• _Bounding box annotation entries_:
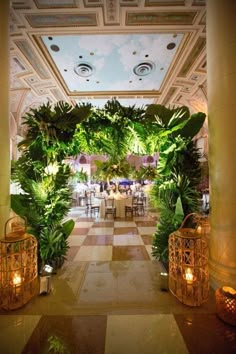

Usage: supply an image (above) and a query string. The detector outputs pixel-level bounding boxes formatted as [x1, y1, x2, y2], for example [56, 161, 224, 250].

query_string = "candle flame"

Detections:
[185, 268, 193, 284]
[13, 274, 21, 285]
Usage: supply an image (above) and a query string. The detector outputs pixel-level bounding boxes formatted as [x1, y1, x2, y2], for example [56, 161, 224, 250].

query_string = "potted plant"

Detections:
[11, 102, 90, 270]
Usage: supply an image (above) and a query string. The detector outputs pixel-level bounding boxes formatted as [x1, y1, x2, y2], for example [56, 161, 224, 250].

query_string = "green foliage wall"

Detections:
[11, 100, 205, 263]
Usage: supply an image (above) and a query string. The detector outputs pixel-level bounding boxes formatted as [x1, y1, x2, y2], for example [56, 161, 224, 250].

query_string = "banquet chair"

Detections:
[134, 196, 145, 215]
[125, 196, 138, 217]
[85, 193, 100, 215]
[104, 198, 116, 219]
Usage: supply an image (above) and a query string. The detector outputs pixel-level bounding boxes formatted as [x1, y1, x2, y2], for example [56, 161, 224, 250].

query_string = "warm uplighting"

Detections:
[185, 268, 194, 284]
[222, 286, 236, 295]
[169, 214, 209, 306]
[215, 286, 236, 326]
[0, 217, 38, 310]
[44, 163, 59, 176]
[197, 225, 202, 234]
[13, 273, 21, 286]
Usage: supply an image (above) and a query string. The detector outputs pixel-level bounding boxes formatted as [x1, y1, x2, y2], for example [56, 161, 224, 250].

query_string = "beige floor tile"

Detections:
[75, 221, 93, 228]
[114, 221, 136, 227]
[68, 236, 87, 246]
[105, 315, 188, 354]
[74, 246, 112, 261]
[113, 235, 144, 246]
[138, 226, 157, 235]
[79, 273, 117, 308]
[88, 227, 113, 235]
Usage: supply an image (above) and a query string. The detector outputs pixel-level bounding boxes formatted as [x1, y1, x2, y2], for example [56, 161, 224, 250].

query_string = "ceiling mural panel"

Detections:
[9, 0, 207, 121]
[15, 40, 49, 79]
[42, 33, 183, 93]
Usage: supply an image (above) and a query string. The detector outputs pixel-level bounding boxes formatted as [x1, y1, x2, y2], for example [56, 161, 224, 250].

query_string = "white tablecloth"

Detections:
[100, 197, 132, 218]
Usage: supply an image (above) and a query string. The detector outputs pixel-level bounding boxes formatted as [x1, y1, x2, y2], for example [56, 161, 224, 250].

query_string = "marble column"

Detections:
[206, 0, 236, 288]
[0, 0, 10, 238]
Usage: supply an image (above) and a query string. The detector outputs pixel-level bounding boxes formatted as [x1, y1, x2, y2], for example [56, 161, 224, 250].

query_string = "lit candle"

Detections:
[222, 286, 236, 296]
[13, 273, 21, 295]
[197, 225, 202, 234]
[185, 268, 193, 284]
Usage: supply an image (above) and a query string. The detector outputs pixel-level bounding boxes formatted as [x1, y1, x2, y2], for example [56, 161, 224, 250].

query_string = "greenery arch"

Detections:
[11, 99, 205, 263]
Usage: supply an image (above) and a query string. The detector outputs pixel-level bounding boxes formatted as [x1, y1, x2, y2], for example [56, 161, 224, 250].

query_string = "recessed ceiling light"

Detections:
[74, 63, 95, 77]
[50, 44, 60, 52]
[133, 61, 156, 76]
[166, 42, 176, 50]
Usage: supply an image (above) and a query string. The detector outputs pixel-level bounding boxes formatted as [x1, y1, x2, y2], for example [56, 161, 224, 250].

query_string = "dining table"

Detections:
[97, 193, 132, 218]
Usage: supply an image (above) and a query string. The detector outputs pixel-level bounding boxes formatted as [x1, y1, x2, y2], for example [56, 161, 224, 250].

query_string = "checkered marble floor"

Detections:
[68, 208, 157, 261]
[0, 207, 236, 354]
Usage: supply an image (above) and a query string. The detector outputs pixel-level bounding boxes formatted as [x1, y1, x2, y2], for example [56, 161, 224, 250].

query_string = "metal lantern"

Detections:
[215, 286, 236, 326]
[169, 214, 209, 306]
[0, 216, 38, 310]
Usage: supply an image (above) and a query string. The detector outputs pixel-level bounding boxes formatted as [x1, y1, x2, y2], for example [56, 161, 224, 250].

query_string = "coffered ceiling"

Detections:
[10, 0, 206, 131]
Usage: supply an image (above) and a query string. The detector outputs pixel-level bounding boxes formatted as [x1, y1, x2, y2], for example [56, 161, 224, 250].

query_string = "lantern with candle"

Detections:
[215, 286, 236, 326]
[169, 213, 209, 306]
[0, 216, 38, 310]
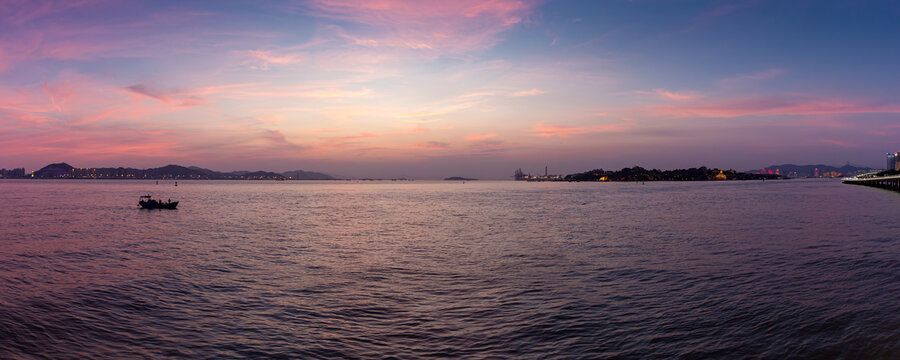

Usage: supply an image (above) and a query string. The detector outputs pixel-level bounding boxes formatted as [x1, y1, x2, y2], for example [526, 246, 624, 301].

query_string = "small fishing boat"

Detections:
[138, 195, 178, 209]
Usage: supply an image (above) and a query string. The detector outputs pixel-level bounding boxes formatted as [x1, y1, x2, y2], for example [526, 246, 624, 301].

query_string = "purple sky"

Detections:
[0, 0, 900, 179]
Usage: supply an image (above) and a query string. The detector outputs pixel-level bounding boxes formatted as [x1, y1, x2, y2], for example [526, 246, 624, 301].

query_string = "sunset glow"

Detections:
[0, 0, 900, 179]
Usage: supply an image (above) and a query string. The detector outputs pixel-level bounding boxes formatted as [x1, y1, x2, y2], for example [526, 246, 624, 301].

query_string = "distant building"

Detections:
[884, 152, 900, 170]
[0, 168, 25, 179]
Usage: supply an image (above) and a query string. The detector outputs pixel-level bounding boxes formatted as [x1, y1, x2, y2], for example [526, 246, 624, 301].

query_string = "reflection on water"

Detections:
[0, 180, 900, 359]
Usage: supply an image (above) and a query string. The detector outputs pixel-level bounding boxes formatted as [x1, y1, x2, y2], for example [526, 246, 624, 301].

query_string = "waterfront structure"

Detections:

• _Directions_: Copy the records starting with their first line and going on through the line with "[13, 274, 21, 285]", multiplying each detected bounding box coordinate by 2.4 and rounding it to a whole number with halves rounded up, while keeping every other line and number unchanged. Leave the pictures out of your answer.

• _The solution_:
Usage: supply an image (above) and a query string. The detector outputs pixel-level bounding boxes formatted as [x1, y1, x2, y2], for example [56, 161, 224, 250].

query_string = "candle flame"

Detections:
[444, 643, 463, 682]
[31, 658, 50, 684]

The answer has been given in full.